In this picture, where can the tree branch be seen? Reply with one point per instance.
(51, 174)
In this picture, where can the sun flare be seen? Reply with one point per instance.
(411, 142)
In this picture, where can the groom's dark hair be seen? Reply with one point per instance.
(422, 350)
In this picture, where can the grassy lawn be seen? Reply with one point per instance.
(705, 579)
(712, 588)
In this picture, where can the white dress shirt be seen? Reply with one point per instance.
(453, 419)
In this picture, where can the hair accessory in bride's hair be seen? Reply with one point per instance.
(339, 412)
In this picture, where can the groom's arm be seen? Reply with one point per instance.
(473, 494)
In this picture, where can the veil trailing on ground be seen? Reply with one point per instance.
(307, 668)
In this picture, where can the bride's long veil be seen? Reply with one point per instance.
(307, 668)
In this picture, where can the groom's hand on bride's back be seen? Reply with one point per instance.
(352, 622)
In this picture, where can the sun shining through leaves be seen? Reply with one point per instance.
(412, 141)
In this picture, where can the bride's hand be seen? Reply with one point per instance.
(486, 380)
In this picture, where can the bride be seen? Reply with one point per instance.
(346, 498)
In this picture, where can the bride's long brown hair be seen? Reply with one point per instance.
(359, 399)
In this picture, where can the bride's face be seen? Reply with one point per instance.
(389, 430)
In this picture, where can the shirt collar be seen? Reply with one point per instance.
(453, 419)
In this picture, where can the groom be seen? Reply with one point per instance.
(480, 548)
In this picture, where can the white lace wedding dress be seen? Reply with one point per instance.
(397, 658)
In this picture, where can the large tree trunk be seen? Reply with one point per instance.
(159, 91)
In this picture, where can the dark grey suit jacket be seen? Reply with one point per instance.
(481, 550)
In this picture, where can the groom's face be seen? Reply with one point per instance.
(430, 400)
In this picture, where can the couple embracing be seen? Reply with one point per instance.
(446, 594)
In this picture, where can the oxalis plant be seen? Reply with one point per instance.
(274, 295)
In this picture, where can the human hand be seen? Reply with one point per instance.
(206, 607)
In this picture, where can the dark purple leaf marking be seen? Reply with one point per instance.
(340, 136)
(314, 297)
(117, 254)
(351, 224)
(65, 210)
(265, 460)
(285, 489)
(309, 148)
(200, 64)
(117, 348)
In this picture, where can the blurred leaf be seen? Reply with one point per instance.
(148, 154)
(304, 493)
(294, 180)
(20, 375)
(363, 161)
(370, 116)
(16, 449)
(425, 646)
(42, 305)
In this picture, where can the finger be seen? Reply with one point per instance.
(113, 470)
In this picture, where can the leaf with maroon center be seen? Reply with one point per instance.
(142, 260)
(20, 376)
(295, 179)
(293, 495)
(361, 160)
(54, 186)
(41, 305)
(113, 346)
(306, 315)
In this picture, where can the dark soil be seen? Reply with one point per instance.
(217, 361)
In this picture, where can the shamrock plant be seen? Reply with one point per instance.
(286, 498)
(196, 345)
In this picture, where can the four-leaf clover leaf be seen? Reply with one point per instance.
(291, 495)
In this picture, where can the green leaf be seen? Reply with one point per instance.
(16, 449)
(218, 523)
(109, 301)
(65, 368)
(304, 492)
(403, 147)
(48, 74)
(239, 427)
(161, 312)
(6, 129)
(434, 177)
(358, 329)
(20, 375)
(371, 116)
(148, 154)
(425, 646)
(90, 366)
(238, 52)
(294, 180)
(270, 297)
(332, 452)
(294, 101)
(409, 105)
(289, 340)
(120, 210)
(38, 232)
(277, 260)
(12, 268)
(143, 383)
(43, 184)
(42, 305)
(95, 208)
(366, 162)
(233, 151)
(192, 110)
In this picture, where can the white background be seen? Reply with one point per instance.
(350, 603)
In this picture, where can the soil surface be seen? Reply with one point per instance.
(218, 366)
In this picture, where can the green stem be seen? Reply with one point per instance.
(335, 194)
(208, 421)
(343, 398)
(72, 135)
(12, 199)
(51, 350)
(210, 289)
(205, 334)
------------------------------------
Direction
Please give the material as a numbered list, starting at the line that contains "In this picture, where can the finger" and stopping after the final line of the material. Leave out any blank lines.

Result of this exercise
1. In this picture, where can the finger be seen? Reply with one point per instance.
2. (113, 470)
3. In this picture, where can the leaf with maroon center be seen? Reply with one point per instance.
4. (142, 260)
5. (20, 376)
6. (295, 179)
7. (293, 495)
8. (361, 160)
9. (54, 186)
10. (41, 305)
11. (113, 346)
12. (306, 315)
13. In this picture, where can the dark soil be seen? Reply with one point per instance.
14. (217, 361)
15. In this picture, where can the shamrock plant be seen? Reply with one point per instance.
16. (286, 498)
17. (196, 345)
18. In this picture, where can the four-leaf clover leaf be seen? Reply with one point per instance.
19. (291, 495)
20. In this picture, where can the green leaf be seen? Reply with one point per instance.
21. (16, 449)
22. (218, 523)
23. (109, 301)
24. (65, 368)
25. (304, 492)
26. (403, 147)
27. (48, 74)
28. (239, 427)
29. (161, 312)
30. (6, 129)
31. (434, 177)
32. (358, 329)
33. (20, 375)
34. (371, 116)
35. (148, 154)
36. (425, 646)
37. (90, 366)
38. (238, 52)
39. (294, 180)
40. (270, 297)
41. (332, 452)
42. (294, 101)
43. (409, 105)
44. (289, 340)
45. (120, 210)
46. (38, 232)
47. (277, 260)
48. (12, 268)
49. (143, 383)
50. (43, 184)
51. (42, 305)
52. (95, 208)
53. (366, 162)
54. (233, 151)
55. (192, 110)
56. In this picture, where can the white background be seen? Reply with one point per instance.
57. (350, 603)
58. In this picture, where can the soil surface be seen? Reply with one point per instance.
59. (218, 366)
60. In this picture, where can the green stem be seen? Reply with one point per instance.
61. (335, 194)
62. (208, 421)
63. (343, 398)
64. (72, 135)
65. (12, 199)
66. (51, 350)
67. (210, 289)
68. (205, 334)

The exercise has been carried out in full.